→ EXERCISE INSTRUCTIONS:
Please write out the data below once more, exactly as it stands.

(Point localization data)
☆ ☆ ☆

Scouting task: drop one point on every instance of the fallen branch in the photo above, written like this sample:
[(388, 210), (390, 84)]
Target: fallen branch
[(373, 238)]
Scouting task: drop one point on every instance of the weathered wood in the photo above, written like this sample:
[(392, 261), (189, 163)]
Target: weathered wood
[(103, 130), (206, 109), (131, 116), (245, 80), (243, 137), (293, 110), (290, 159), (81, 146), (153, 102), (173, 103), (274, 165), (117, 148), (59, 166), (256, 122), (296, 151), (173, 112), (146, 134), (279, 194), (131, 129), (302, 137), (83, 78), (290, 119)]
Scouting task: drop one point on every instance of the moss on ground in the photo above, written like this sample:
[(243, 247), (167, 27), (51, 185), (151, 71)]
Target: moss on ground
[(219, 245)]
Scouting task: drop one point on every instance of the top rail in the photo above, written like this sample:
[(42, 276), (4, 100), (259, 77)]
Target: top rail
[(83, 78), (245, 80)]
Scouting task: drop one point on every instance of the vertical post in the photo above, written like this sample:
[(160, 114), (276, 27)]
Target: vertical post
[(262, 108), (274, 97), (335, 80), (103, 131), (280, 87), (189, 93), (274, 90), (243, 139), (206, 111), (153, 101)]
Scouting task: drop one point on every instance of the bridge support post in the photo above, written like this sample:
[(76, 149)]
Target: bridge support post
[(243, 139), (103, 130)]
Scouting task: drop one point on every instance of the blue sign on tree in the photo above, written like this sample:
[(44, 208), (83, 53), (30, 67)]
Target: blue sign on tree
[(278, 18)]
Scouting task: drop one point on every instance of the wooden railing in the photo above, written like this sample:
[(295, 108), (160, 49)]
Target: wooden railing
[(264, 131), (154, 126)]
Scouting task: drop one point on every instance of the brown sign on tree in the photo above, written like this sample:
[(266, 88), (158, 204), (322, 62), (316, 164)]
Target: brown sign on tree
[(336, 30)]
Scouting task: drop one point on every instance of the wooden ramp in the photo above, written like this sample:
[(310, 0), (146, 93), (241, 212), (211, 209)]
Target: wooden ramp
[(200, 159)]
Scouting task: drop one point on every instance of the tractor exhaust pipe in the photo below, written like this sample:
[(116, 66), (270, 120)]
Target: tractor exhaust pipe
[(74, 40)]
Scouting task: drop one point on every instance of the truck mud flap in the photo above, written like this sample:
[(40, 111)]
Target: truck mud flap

☆ ☆ ☆

→ ANSWER AREA:
Scouting task: drop one point on every instance of the fallen branch in the photo above, written like this sample:
[(388, 210), (390, 84)]
Target: fallen branch
[(373, 238)]
Scouting task: drop one point on every instance of the weathered wood in the photo above, written like this sample:
[(392, 261), (189, 163)]
Target: weathered wood
[(103, 130), (206, 109), (131, 116), (245, 80), (243, 137), (293, 110), (290, 159), (81, 146), (153, 102), (173, 103), (274, 165), (117, 148), (59, 166), (256, 122), (296, 151), (173, 112), (146, 134), (279, 194), (131, 129), (302, 137), (83, 78), (290, 119)]
Scouting task: drop one point on every instance of the moss on ground in the photo above, written like this sample:
[(243, 247), (167, 27), (51, 185), (151, 71)]
Target: moss on ground
[(219, 245)]
Scouting task: drop one point on every instance of the top rail in the photo above, written like this sample:
[(42, 276), (4, 100), (259, 77)]
Target: top rail
[(83, 78), (245, 80)]
Scouting task: drop one point on every instance of the vertical post in the photo above, written like this sample:
[(160, 114), (276, 27)]
Target: vertical post
[(262, 108), (274, 97), (335, 80), (103, 131), (280, 87), (189, 93), (274, 90), (243, 139), (206, 111), (153, 101)]
Scouting task: drop one point on every instance of the bridge support post in the photo above, written like this sample:
[(76, 149)]
Target: bridge support post
[(243, 139), (103, 130)]
Scouting task: drop one point on every instance of the blue sign on tree in the photo above, written like this sample:
[(44, 208), (83, 53), (30, 67)]
Target: blue sign on tree
[(278, 18)]
Scouting task: drop one point on every instance of the wooden railing in the photo above, written like this sample:
[(295, 108), (160, 49)]
Target: wooden railing
[(264, 131), (154, 126)]
Scouting task: drop one point on every instance of the brown sign on tree in the photo above, written like this sample:
[(266, 88), (158, 204), (322, 62), (316, 164)]
Target: brown sign on tree
[(336, 30)]
Scouting task: drop one point on every instance of the wooden ramp in the photo above, written like this sample:
[(310, 0), (146, 93), (241, 212), (211, 209)]
Target: wooden ramp
[(200, 159)]
Scouting task: drop one point on every instance of the tractor exhaust pipe in the photo below, written like this sample:
[(116, 66), (270, 120)]
Target: tractor exhaust pipe
[(74, 40)]
Scouting task: drop one point on every instance of the truck mud flap in the photo above, written like this sample:
[(40, 111)]
Target: truck mud flap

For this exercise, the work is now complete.